- _EXERCISE DESCRIPTION_
Copy out all the entries word for word.

Location identification entries:
+ + +

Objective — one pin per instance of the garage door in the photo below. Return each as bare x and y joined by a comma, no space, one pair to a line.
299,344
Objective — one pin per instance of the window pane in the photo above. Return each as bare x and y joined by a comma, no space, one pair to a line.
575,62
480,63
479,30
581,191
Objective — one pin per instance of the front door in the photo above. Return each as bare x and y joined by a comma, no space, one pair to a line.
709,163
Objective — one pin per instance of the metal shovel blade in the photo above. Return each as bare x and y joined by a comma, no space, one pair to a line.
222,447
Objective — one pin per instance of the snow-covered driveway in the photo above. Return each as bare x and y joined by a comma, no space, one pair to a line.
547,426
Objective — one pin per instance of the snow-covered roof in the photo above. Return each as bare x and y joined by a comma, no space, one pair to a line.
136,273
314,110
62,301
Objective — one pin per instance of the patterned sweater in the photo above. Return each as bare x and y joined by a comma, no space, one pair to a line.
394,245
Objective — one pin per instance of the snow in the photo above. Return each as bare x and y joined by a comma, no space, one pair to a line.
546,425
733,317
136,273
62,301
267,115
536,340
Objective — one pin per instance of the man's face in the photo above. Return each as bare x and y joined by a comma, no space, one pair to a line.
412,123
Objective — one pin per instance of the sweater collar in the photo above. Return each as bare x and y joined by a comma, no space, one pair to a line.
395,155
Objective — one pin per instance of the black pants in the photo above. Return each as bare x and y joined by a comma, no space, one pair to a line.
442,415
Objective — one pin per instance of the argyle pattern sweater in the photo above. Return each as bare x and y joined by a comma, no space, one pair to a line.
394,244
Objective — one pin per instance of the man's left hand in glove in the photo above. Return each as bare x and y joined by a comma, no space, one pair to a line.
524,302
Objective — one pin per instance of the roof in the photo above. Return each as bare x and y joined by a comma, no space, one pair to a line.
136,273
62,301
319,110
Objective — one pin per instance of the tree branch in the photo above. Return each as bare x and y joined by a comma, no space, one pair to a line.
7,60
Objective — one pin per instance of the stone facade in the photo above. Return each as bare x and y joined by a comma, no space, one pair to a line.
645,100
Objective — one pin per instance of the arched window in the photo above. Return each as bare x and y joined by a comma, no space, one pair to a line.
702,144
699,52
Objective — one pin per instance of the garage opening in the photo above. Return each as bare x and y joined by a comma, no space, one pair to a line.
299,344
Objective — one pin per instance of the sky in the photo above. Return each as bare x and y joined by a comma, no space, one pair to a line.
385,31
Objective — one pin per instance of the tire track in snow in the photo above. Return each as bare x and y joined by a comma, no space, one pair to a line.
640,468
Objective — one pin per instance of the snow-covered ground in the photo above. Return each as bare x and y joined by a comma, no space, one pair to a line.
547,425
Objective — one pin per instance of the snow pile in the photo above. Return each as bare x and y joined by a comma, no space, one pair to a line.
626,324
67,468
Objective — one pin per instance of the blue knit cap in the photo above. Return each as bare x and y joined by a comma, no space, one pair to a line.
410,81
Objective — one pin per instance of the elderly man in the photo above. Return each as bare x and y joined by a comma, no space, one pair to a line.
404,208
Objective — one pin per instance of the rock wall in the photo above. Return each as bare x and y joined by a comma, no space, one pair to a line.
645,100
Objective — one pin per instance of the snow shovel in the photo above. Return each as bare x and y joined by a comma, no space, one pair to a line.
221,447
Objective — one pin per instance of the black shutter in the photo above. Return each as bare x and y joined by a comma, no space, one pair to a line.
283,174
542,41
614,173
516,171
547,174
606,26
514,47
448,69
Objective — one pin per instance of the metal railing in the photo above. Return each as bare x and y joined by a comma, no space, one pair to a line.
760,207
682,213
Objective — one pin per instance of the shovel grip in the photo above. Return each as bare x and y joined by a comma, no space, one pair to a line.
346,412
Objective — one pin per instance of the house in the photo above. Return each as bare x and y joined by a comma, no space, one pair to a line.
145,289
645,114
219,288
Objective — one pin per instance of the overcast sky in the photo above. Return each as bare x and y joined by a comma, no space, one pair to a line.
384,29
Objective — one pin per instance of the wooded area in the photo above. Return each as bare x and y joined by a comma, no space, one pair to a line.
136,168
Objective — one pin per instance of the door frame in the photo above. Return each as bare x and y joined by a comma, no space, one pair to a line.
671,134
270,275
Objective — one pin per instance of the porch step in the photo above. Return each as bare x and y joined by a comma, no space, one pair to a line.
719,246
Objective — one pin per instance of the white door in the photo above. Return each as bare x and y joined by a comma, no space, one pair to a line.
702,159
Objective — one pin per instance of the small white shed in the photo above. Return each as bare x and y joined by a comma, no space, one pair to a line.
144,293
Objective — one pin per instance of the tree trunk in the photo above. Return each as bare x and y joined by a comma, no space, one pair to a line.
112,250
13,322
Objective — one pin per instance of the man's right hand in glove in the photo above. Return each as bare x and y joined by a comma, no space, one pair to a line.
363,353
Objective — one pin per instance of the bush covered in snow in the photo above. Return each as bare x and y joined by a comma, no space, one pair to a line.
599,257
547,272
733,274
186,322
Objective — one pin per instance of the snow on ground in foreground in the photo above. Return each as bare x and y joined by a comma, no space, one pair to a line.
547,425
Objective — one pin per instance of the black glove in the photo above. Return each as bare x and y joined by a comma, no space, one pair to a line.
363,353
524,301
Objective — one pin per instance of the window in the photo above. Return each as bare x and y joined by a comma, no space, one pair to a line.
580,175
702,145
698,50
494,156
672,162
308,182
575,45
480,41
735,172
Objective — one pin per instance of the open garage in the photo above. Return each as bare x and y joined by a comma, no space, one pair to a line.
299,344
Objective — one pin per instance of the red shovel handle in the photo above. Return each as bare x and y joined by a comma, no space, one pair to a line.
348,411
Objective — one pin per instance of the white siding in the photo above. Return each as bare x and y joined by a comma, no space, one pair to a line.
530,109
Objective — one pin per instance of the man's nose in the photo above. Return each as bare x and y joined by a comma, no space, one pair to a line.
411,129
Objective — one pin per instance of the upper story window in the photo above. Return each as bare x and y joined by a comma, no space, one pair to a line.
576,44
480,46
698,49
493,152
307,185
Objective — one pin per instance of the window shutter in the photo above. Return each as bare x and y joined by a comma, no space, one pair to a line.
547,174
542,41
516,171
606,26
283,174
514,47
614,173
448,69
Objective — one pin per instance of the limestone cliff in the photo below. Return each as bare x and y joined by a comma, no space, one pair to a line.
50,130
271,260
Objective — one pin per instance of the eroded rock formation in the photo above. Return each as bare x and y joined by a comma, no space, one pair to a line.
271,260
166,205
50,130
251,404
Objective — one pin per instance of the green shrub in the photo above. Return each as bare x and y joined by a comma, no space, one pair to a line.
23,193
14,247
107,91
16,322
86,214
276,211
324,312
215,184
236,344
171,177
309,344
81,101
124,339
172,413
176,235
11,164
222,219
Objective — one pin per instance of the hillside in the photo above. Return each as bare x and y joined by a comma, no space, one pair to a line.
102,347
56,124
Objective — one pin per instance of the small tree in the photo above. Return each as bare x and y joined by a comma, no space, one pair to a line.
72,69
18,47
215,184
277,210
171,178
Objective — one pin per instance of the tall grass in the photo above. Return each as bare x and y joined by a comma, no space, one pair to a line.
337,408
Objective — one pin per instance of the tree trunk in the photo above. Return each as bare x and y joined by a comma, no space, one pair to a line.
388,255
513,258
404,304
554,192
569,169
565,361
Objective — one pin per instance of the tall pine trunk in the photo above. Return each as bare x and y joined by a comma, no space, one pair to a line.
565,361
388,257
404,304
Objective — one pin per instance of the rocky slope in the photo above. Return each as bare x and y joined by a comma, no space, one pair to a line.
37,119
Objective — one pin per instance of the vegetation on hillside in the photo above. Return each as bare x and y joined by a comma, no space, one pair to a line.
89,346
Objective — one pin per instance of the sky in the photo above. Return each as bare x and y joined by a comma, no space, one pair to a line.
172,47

+ + +

- _IN RESPONSE_
Objective — one pin per instance of the garage door in the photo below. Return each as bare x and y joined by a comma, no space, one pair to a line.
299,344
Objective — one pin per instance of the window pane in the photo above. Return each as bare x and y joined by a comma, no space, one pair to a line.
575,62
480,63
479,30
581,191
Objective — one pin per instance of the front door in the photo above. Return each as bare x and y joined by a comma, no space, one pair to a line.
709,163
Objective — one pin per instance of the metal shovel blade in the photo above. Return each as bare x and y joined by a comma, no space, one pair to a line.
222,447
Objective — one pin per instance of the snow-covered driveway in the photo above. Return each as bare x and y joined by a comma, no space, one pair to a line.
547,426
Objective — one pin per instance of the snow-covered roof in the photo above. Return each as bare x and y joined by a comma, no space, one pair to a line.
136,273
314,110
62,301
Objective — one pin per instance of the patterned sweater in the photo above. Return each as bare x and y joined by a comma, no space, one pair to a line.
394,245
Objective — one pin per instance of the snow in the photo above. Return each as bare x and y joined by a comma, no space, one pair to a line.
546,425
733,317
136,273
62,301
267,115
536,340
Objective — one pin per instance of the man's face in the photo above. Return each as bare x and y joined by a comma, no space, one pair to a line.
412,123
Objective — one pin per instance of the sweater collar in the photo above. Return each as bare x and y joined by a comma, no space, one pair to a line.
395,155
Objective — one pin per instance of the black pants in the photo above. Return each as bare x and y joined by a comma, no space, one pair to a line.
442,415
Objective — one pin per instance of the argyle pattern sweater in the photo above. Return each as bare x and y joined by a comma, no space, one pair to a line.
394,244
Objective — one pin per instance of the man's left hand in glove in the photo above. Return each as bare x and y joined by a comma, no space, one pair to a line.
524,302
Objective — one pin per instance of the roof in the photo above. Return each as bare x and y joined by a comma, no space, one pair to a line.
136,273
62,301
319,110
Objective — one pin per instance of the tree branch in the photo above. Return each as bare x and y joined by a comma, no space, one pair to a line.
7,60
Objective — one pin per instance of the stone facade in the photo above. Return each as bare x and y joined by a comma, no space, one pair to a line.
645,100
Objective — one pin per instance of the arched window in the photo above. Return each as bare x and y joined by a comma, no space, one pair to a line.
702,144
699,52
Objective — one pin per instance of the garage opening in the photo above. Return each as bare x and y joined by a comma, no space, one pair to a line.
299,344
Objective — one pin per instance of the sky in the photo above. Return each as bare x and y joined by a comma, no space, one pair to a line.
385,31
Objective — one pin per instance of the tire track in snow in the photo above. Return each as bare x and y joined by a comma, no space, one pair to a line.
640,468
Objective — one pin per instance of the snow-covered ground in the photo above. Return each as bare x and y joined by a comma, no space, one pair to a line.
547,425
Objective — one pin per instance of the snow pile in the photo above. Return each as bare x and y joined by a comma, no space, one pair to a line.
626,324
67,468
Objective — one pin per instance of the blue knit cap in the photo above. Return each as bare x and y joined by a comma, no space, one pair to a line.
410,81
Objective — one pin per instance of the elderly man in the photo above. Return each as bare x and y joined by a comma, no space, one pair to a line.
404,208
Objective — one pin per instance of the rock wall in the photo above. Return each as bare x and y joined by a comma, no space, one pair to a line.
645,100
Objective — one pin per instance of the snow shovel in the photo above. Return each as bare x and y joined by a comma, no space, one pair to a line.
221,447
Objective — one pin per instance of the black shutter in the photo above. Return each as bare x and y joined by a comma, no space, one pair to a line.
283,174
542,41
614,173
516,171
547,174
606,26
514,47
448,69
Objective — one pin per instance of the metal railing in the photo above. Return each as bare x and y joined by a comma, no space, one pair to a line.
760,207
682,213
Objective — one pin per instance of the shovel grip in the photo above. Return each as bare x and y joined by a comma, no space, one pair to a line.
346,412
Objective — one pin per instance of the house in the photo above. Return each as bare x and y joined by a comma, no space, one pair to a line.
145,289
645,114
219,288
Objective — one pin per instance of the overcast sky in the photo above. Return each as bare x and y joined by a comma, no space, one pair to a line.
384,29
Objective — one pin per instance of the wooded area in the photo above. Return each as bare x and y joined by a comma, no space, one pair to a line.
136,168
Objective — one pin per instance of the door frame in the photo above. Return each as bare x and y joined by a comma, no space, one pair to a line.
671,134
270,275
Objective — one pin per instance of the porch step in the photo above. Return each as bare x and y joined by a comma, no space, one pair to a line.
719,246
Objective — one pin per instance of the white door in the photo above. Return each as bare x and y joined by a comma, no space, one pair to a line.
702,159
Objective — one pin per instance of the small white shed in the photo above. Return each as bare x and y joined by a comma, no space, one pair to a line.
144,293
Objective — one pin per instance of the tree trunk in the photo above. Return each as bare x and y joined by a comma, no space, one pair to a line.
112,250
13,322
Objective — one pin per instance of the man's right hand in glove in the photo above. Return each as bare x and y joined by a comma, no space, one pair to a line.
363,353
Objective — one pin per instance of the bush covered in snow in the photo above. Return each as bare x and y joined by a comma, no space, one pair to a line.
599,257
547,272
733,274
186,322
Objective — one pin per instance of the snow on ground in foreground in the photo above. Return each as bare x and y joined by a comma, no space, one pair to a line.
547,425
Objective — one pin per instance of the black glove in the photo above. Return each as bare x and y joined by a comma, no space, one pair to a line.
363,353
524,301
Objective — one pin per instance of the window in the photo above. Return each as bare x and y joined by a comma, no space, one pair to a line.
580,175
702,145
698,50
494,156
672,162
308,182
575,45
480,41
735,172
Objective — one pin per instance of the open garage in the photo above. Return each as bare x and y joined by a comma, no space, one pair to a line.
299,344
Objective — one pin per instance of the red shovel handle in the photo above. Return each as bare x and y joined by a comma, no space, one pair to a line.
348,411
Objective — one pin per instance of the white siding in the photo above. Return each as bare x and y joined by a comma, no space, one pair to a line.
530,109
Objective — one pin per instance of the man's nose in the photo above. Return each as bare x and y joined by a comma, no space, one pair to a line.
411,129
Objective — one pin per instance of the upper story window in the photo above. Return each as bare x and y joined by a comma, no space, one pair to a line.
576,44
480,46
698,49
493,152
307,185
Objective — one pin per instance of the window shutter in the photo above. Return each as bare x and y joined by a comma, no space, one pair to a line.
547,174
542,41
516,171
606,26
283,174
514,47
614,173
448,69
Objective — one pin per instance of the limestone cliff in the photo below. Return each as bare x and y joined by a comma, no space, one pair to a line.
50,130
271,260
Objective — one pin per instance of the eroded rock formation in the photo above. Return each as bare x and y joined by a comma, no space, one pair to a line.
271,260
166,205
50,130
251,404
Objective — one pin per instance of the green shrub in the photo above. Return each as bare x and y joined by a comma, no space, one pair to a line.
23,193
14,247
107,91
16,322
86,214
276,211
324,312
215,184
236,344
171,177
309,344
81,101
124,339
172,413
176,235
11,164
222,219
Objective — one pin per instance of the hillside in the photo above. Return each as bare x and y joined by a comma, no space, one pair to a line.
102,347
56,124
Objective — one pin per instance of the small tree in the photo above. Return each as bare x and y joined by a comma, no space, one pair to a line.
72,69
18,47
215,184
277,210
171,178
Objective — one pin per instance of the tall grass in the photo above. Return each as bare x and y joined by a comma, no space, one pair to a line.
337,408
Objective — one pin per instance of the tree trunk in the photo above. Return each as bare x and y joined by a comma, no space, one pair to a line.
388,255
513,258
404,304
554,192
569,169
565,361
Objective — one pin per instance of the tall pine trunk in the photo above. Return each as bare x and y joined by a comma, no space, one pair to a line.
565,361
388,257
404,304
Objective — one pin per instance of the rocky slope in the photo above. Return each as bare x and y joined by a comma, no space, one pair to a line.
37,119
Objective — one pin per instance of the vegetation on hillside in the photo above. Return each as bare x and y joined by a comma, no space, one pair to a line.
89,346
Objective — one pin per instance of the sky in the photo above. Return each as bare x and y joined by a comma, no space, one pair to a line.
172,47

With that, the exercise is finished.